• What the task requires:
Each line of the data must be reproduced as it appears.

• Material for this exercise:

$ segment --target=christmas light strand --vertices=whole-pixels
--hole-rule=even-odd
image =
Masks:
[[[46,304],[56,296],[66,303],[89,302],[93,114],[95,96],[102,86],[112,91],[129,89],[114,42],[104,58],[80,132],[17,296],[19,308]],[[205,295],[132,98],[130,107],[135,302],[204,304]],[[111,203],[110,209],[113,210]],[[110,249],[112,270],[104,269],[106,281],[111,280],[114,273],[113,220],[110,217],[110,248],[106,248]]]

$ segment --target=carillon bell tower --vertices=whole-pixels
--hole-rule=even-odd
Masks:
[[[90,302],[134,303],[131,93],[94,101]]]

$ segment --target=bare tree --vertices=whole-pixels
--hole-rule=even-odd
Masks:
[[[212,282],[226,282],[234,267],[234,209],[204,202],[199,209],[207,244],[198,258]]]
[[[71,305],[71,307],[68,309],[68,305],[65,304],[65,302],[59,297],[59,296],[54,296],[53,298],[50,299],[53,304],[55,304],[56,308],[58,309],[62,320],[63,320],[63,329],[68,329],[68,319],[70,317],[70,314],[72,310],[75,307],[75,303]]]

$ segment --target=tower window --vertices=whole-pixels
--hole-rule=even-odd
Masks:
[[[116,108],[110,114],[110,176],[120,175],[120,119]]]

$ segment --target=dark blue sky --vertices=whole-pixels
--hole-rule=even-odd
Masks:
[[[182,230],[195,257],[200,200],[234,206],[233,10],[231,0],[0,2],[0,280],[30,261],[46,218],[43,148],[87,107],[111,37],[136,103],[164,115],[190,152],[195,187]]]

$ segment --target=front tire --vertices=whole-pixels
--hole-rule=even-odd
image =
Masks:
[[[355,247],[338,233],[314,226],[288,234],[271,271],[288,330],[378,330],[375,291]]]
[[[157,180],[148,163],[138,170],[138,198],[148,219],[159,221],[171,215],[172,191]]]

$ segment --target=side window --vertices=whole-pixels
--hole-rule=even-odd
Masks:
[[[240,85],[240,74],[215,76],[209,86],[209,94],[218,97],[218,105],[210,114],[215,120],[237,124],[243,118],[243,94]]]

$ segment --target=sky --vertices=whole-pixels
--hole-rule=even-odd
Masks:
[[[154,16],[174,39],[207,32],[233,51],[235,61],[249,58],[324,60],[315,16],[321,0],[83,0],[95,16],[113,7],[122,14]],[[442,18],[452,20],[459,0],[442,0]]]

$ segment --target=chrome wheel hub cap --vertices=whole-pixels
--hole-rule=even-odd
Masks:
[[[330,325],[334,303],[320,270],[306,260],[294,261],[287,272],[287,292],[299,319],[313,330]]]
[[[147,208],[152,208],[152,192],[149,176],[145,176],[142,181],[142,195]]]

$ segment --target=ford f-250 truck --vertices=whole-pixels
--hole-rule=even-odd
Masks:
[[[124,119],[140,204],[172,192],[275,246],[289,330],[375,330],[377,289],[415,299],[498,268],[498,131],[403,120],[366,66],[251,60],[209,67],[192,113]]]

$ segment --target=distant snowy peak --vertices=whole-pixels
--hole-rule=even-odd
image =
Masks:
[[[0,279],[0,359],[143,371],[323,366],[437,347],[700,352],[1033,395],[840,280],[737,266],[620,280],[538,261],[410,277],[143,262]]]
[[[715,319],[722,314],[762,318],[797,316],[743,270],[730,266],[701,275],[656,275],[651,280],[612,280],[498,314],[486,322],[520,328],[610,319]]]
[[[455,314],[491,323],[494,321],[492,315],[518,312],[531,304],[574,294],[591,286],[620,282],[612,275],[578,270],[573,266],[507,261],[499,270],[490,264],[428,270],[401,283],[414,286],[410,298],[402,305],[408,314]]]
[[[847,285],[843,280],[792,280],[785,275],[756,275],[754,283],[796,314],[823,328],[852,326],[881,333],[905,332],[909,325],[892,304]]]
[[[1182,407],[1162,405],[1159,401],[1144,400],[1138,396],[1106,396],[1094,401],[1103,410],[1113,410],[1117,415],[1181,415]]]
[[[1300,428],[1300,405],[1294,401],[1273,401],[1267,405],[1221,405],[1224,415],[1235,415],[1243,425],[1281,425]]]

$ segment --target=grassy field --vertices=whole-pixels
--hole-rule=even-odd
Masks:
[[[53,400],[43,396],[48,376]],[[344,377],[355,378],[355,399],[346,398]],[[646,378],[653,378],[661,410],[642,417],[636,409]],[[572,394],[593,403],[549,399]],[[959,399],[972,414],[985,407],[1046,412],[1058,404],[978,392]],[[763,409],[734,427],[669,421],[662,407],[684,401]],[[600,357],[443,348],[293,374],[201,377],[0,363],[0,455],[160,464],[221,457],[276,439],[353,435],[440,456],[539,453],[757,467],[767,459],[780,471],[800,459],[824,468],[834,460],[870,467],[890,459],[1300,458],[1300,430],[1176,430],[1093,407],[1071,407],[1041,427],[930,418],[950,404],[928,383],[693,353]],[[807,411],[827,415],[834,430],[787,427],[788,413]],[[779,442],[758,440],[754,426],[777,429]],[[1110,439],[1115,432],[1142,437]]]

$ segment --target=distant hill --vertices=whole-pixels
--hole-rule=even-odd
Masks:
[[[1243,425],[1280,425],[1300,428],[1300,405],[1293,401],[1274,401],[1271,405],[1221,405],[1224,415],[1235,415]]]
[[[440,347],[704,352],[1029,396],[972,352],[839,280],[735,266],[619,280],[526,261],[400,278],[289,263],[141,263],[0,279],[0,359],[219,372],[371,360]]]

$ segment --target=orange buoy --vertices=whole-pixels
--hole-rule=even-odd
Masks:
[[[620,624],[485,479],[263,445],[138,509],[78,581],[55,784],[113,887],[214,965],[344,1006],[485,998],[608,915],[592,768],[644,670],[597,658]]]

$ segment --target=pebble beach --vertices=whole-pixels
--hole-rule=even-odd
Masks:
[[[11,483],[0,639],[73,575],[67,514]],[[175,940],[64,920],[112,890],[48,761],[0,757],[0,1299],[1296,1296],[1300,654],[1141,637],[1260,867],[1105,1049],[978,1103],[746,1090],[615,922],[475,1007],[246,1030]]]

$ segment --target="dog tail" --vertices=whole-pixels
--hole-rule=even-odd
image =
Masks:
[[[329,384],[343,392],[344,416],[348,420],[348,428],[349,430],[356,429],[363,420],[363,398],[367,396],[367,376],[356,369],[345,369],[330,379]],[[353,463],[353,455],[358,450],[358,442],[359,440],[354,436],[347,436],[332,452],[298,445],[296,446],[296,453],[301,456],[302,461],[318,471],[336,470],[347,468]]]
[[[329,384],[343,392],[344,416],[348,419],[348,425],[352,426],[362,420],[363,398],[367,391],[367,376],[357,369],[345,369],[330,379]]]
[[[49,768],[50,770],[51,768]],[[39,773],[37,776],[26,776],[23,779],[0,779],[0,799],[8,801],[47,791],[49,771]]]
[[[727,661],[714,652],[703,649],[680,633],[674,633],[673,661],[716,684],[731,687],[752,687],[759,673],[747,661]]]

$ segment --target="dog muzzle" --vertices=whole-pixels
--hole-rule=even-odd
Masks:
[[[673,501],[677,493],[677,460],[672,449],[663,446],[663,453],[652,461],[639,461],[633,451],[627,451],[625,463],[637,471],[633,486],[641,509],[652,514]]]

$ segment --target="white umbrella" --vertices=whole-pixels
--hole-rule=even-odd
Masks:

• Solution to this problem:
$ segment --target=christmas light strand --vertices=whole-pixels
--hole-rule=even-odd
image =
Masks:
[[[46,304],[56,296],[66,303],[89,302],[93,114],[95,96],[102,86],[112,91],[129,89],[114,42],[104,58],[80,132],[17,296],[19,308]],[[205,295],[132,98],[130,107],[135,302],[204,304]],[[111,203],[110,209],[113,210]],[[110,249],[112,270],[104,269],[106,281],[111,280],[114,273],[113,220],[110,217],[110,248],[106,248]]]

$ segment --target=carillon bell tower --vertices=whole-pixels
--hole-rule=even-odd
Masks:
[[[90,302],[134,303],[131,93],[94,101]]]

$ segment --target=bare tree --vertices=whole-pixels
--hole-rule=even-odd
Masks:
[[[212,282],[226,282],[234,267],[234,209],[204,202],[199,209],[207,244],[198,258]]]
[[[71,305],[71,307],[68,309],[68,305],[65,304],[65,302],[59,297],[59,296],[54,296],[53,298],[50,299],[53,304],[55,304],[56,308],[58,309],[62,320],[63,320],[63,329],[68,329],[68,319],[70,317],[70,314],[72,310],[75,307],[75,303]]]

$ segment --target=tower window --vertices=whole-pixels
--hole-rule=even-odd
Masks:
[[[116,108],[110,114],[110,176],[120,175],[120,119]]]

$ segment --target=dark blue sky --vertices=whole-pixels
--hole-rule=even-odd
Masks:
[[[182,230],[195,257],[200,200],[234,206],[233,10],[231,0],[0,2],[0,280],[30,261],[46,218],[43,148],[87,107],[111,37],[136,103],[164,115],[190,152],[195,187]]]

$ segment --target=front tire --vertices=whole-pixels
--hole-rule=even-odd
image =
Masks:
[[[355,247],[338,233],[314,226],[288,234],[271,271],[288,330],[378,330],[375,291]]]
[[[157,180],[148,163],[138,170],[138,198],[148,219],[159,221],[171,215],[172,191]]]

$ segment --target=side window --vertices=whole-pixels
--hole-rule=even-odd
Masks:
[[[240,85],[240,74],[215,76],[209,86],[209,94],[218,97],[218,105],[210,114],[215,120],[237,124],[243,118],[243,94]]]

$ segment --target=sky --vertices=whole-pixels
--hole-rule=even-odd
Masks:
[[[154,16],[174,39],[207,32],[233,51],[235,61],[249,58],[324,60],[315,16],[321,0],[83,0],[95,16],[113,7],[122,14]],[[442,18],[452,20],[459,0],[442,0]]]

$ segment --target=chrome wheel hub cap --vertices=whole-pixels
--hole-rule=even-odd
Masks:
[[[330,325],[334,303],[320,270],[306,260],[294,261],[287,272],[287,292],[299,319],[313,330]]]
[[[147,208],[152,208],[152,192],[149,176],[145,176],[142,181],[142,195]]]

$ segment --target=ford f-250 truck --vertices=whole-pixels
--hole-rule=even-odd
Masks:
[[[124,119],[140,204],[172,192],[275,246],[289,330],[375,330],[377,289],[415,299],[498,268],[498,131],[403,120],[366,66],[251,60],[209,67],[192,113]]]

$ segment --target=distant snowy peak --vertices=whole-pixels
--hole-rule=even-odd
image =
Masks:
[[[0,279],[0,359],[143,371],[323,366],[437,347],[700,352],[1033,395],[840,280],[737,266],[620,280],[538,261],[410,277],[143,262]]]
[[[715,319],[722,314],[762,318],[797,316],[743,270],[730,266],[701,275],[656,275],[651,280],[612,280],[498,314],[486,322],[520,328],[610,319]]]
[[[455,314],[491,323],[494,321],[492,315],[518,312],[531,304],[574,294],[591,286],[620,282],[612,275],[578,270],[573,266],[507,261],[499,270],[490,264],[428,270],[401,283],[414,286],[410,298],[402,305],[408,314]]]
[[[847,285],[843,280],[792,280],[785,275],[756,275],[754,283],[796,314],[823,328],[852,326],[881,333],[905,332],[909,325],[892,304]]]
[[[1182,407],[1162,405],[1159,401],[1144,400],[1138,396],[1106,396],[1094,401],[1103,410],[1113,410],[1117,415],[1181,415]]]
[[[1300,428],[1300,405],[1294,401],[1273,401],[1267,405],[1221,405],[1224,415],[1235,415],[1243,425],[1281,425]]]

$ segment --target=grassy field --vertices=whole-pixels
--hole-rule=even-odd
Masks:
[[[53,400],[43,396],[48,376]],[[344,377],[355,378],[355,399],[346,398]],[[646,378],[653,378],[661,410],[642,417],[636,409]],[[572,394],[593,403],[549,399]],[[959,399],[972,414],[985,407],[1046,412],[1058,404],[978,392]],[[763,409],[734,427],[669,421],[662,407],[684,401]],[[600,357],[443,348],[293,374],[201,377],[0,363],[0,455],[160,464],[221,457],[276,439],[353,435],[440,456],[539,453],[757,467],[767,459],[780,471],[800,459],[824,468],[834,460],[870,467],[890,459],[1300,458],[1300,430],[1176,430],[1093,407],[1071,407],[1041,427],[930,418],[950,404],[928,383],[693,353]],[[807,411],[827,415],[834,430],[787,427],[788,413]],[[779,442],[758,440],[754,426],[777,429]],[[1110,439],[1115,432],[1142,437]]]

$ segment --target=distant hill --vertices=whole-pixels
--hole-rule=even-odd
Masks:
[[[1243,425],[1280,425],[1300,428],[1300,405],[1293,401],[1274,401],[1271,405],[1221,405],[1224,415],[1235,415]]]
[[[440,347],[704,352],[1029,396],[972,352],[839,280],[735,266],[619,280],[526,261],[400,278],[289,263],[141,263],[0,279],[0,359],[219,372],[371,360]]]

$ segment --target=orange buoy --vertices=whole-pixels
--hole-rule=even-odd
Masks:
[[[620,624],[485,479],[263,445],[138,509],[78,581],[55,784],[113,887],[214,965],[344,1006],[485,998],[608,915],[592,768],[644,670],[597,658]]]

$ segment --target=pebble beach --vertices=whole-pixels
--hole-rule=even-odd
Masks:
[[[11,483],[0,639],[73,575],[67,514]],[[175,940],[64,920],[112,890],[48,761],[0,757],[0,1299],[1296,1296],[1300,654],[1141,637],[1260,867],[1105,1049],[978,1103],[746,1090],[615,922],[475,1007],[246,1030]]]

$ segment --target="dog tail" --vertices=whole-pixels
--hole-rule=even-odd
image =
Masks:
[[[329,384],[343,392],[344,416],[348,420],[348,428],[349,430],[356,429],[363,420],[363,398],[367,396],[367,376],[356,369],[345,369],[330,379]],[[353,463],[353,455],[358,450],[358,442],[359,440],[354,436],[347,436],[332,452],[298,445],[296,446],[296,453],[301,456],[302,461],[318,471],[336,470],[347,468]]]
[[[329,384],[343,392],[344,416],[348,419],[348,425],[352,426],[362,420],[363,398],[367,391],[367,376],[357,369],[345,369],[330,379]]]
[[[49,768],[50,770],[51,768]],[[39,773],[37,776],[26,776],[23,779],[0,779],[0,799],[8,801],[47,791],[49,771]]]
[[[727,661],[714,652],[703,649],[680,633],[674,633],[673,661],[716,684],[731,687],[752,687],[759,673],[747,661]]]

$ segment --target="dog muzzle" --vertices=whole-pixels
--hole-rule=even-odd
Masks:
[[[673,501],[677,493],[677,460],[672,449],[663,446],[663,453],[652,461],[639,461],[633,451],[627,451],[625,463],[637,471],[633,486],[641,509],[652,514]]]

$ segment --target="white umbrella" --vertices=whole-pixels
--hole-rule=even-odd
Masks:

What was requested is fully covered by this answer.